• Tasks for this exercise:
a. Answer from the article on Synchronicity Inc.:
(i) Where was the firm's 20th anniversary open house and reception held?
(ii) In what year did Horner return to Council Bluffs as an entrepreneur?
(iii) Who is the current director of the Iowa Western SBDC?
b. Please reproduce the article on Synchronicity Inc. word for word between "Consultants can help" and "as an entrepreneur.", inclusive.

• Selected extract:
-----

Carol Horner built a small business over the past two decades with support from the community, including the Iowa Western Community College Small Business Development Center.

The owner of Council Bluffs-based Synchronicity Inc., a consultancy that helps organizations “be in synch” and improve their day-to-day operations, recently celebrated her firm’s 20th anniversary with an open house and reception at Tish’s Restaurant.

Horner’s company has built up businesses and nonprofits around the region by emphasizing the important roles that people play in achieving outcomes. Horner said anyone can buy the same technology or use the same process as someone else, but employee performance makes the difference.

“Synchronicity exists to help organizations to be in synch,” Horner said. “What I mean by that is for their people to work well together, for their leaders to be effective, for teams to be cohesive – that whole human side of work to go smoothly and effectively. Organizations spend a lot of time on their processes and their technology, but it is still people who run processes and use technology; and if your people aren’t in synch, it doesn’t matter how great your technology or your processes are.”

Consultants can help organizations improve on areas outside their expertise, which is also how Horner got her business off the ground when she returned to Council Bluffs in 1999 as an entrepreneur.

At first, Horner said she lacked connections and the knowledge of how to run her own business. In particular, she wanted to figure out health insurance. She was referred to Ron Helms, then the director of the Iowa Western SBDC. She’s remained a regular SBDC client ever since.

“Ron helped me really set up my health insurance,” Horner said. “A huge part of being a small business owners was whether I could provide for my staff, which at that point is me and, frankly, is still me and only me, but it allowed for me to do that.”

Horner met Sue Pitts, the current SBDC director, in 2004. Horner said Pitts helped her launch a website and begin to more effectively market her business.

“I’ve been in business for 20 years, and I’m still learning how to run a business,” Horner said. “The moment you think you have it, you’re in trouble. You need to keep growing and keep learning and keep expanding what you’re doing.”

-----

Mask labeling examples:
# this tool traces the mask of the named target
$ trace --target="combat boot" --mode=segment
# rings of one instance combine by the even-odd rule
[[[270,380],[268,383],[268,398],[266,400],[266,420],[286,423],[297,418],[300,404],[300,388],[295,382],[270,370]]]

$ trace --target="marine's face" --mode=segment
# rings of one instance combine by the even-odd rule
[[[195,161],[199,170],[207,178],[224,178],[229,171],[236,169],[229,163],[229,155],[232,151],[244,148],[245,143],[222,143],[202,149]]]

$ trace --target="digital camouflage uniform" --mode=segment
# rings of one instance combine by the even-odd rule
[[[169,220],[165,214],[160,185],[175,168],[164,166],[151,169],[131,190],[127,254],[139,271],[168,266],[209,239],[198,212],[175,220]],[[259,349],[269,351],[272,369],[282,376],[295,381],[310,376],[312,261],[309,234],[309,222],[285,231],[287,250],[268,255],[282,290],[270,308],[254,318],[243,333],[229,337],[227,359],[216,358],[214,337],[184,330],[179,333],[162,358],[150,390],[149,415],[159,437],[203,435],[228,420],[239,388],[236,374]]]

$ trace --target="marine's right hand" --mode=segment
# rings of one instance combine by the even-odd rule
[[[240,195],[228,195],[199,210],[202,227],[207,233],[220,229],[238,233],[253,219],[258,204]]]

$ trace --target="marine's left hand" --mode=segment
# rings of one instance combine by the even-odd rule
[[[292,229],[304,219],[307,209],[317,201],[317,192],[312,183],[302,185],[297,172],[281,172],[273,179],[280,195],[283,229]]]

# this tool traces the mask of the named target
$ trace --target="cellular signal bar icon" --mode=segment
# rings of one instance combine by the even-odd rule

-----

• Task-by-task solutions:
a.
(i) Tish's Restaurant
(ii) 1999
(iii) Sue Pitts

b.
Consultants can help organizations improve on areas outside their expertise, which is also how Horner got her business off the ground when she returned to Council Bluffs in 1999 as an entrepreneur.